- _Required task_
Rewrite the lines from the line with "Target: gold star on sign" up to and including the final line, keeping the requests unchanged. Increase every coordinate value in the answers by 33.
Begin Data for processing
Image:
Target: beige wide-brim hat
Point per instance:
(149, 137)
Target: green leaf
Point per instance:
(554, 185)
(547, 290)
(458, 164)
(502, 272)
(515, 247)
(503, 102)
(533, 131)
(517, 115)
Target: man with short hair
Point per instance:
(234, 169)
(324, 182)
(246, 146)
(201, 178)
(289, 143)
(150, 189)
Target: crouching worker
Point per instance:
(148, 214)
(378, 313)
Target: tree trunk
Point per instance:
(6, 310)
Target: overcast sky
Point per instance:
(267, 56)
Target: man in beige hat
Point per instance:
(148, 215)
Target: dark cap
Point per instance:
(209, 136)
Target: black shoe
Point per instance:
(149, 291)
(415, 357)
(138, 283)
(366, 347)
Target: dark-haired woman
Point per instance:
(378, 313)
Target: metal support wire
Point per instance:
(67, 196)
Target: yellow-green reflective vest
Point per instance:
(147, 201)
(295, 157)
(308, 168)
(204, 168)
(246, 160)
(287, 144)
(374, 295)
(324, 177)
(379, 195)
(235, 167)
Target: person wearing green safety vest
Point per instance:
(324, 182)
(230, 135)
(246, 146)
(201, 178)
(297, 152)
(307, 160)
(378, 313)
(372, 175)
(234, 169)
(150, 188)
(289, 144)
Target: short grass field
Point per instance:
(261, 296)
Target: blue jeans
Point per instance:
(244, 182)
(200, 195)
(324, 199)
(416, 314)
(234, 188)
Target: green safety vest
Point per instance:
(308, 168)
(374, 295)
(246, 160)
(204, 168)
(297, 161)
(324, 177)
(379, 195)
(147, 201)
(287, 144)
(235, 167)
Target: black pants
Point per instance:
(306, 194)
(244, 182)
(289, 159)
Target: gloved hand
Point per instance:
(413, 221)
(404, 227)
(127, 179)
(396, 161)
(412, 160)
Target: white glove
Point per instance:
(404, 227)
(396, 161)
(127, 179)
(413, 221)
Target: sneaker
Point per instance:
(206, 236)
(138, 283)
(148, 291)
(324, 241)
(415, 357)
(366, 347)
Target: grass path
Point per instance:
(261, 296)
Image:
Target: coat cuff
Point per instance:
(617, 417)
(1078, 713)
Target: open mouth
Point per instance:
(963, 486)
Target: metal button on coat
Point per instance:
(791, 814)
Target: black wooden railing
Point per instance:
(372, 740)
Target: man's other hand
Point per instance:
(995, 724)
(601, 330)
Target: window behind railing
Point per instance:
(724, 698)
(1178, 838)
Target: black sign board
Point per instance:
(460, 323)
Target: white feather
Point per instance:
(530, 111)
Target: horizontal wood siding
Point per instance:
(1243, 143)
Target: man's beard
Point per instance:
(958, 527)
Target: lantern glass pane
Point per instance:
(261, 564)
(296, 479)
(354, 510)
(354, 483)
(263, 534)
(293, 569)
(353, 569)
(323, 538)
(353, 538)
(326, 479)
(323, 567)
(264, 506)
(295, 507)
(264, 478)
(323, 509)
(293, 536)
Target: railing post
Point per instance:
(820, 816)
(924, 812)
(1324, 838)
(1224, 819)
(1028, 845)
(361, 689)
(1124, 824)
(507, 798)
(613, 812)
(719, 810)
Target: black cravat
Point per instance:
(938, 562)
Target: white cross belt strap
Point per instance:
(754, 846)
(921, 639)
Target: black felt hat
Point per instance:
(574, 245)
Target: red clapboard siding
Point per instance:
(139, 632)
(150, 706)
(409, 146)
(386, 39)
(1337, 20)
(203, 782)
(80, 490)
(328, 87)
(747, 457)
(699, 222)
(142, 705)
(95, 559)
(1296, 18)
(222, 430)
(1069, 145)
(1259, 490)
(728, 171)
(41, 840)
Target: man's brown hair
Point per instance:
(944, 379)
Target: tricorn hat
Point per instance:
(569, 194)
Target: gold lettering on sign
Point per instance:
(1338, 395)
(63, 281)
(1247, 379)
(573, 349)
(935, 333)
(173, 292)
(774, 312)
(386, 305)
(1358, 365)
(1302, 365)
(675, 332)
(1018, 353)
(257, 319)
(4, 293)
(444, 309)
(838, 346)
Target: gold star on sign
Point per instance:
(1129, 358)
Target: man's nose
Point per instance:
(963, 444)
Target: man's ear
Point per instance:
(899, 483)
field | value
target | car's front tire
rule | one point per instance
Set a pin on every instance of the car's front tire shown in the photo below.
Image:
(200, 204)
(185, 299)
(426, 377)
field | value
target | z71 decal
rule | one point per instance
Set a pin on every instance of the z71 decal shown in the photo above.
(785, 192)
End Data for processing
- _Worked solution_
Target: gold star on sign
Point per instance:
(1162, 391)
Target: man's nose
Point per instance:
(996, 477)
Target: man's ear
Point per instance:
(932, 516)
field | value
target | car's front tire
rule | one point per instance
Set a pin on every instance of the car's front tire shown in the photo below.
Image:
(233, 237)
(218, 332)
(459, 410)
field | value
target | z71 decal
rule | one point per instance
Set a pin on every instance of the z71 decal shown in the photo above.
(818, 225)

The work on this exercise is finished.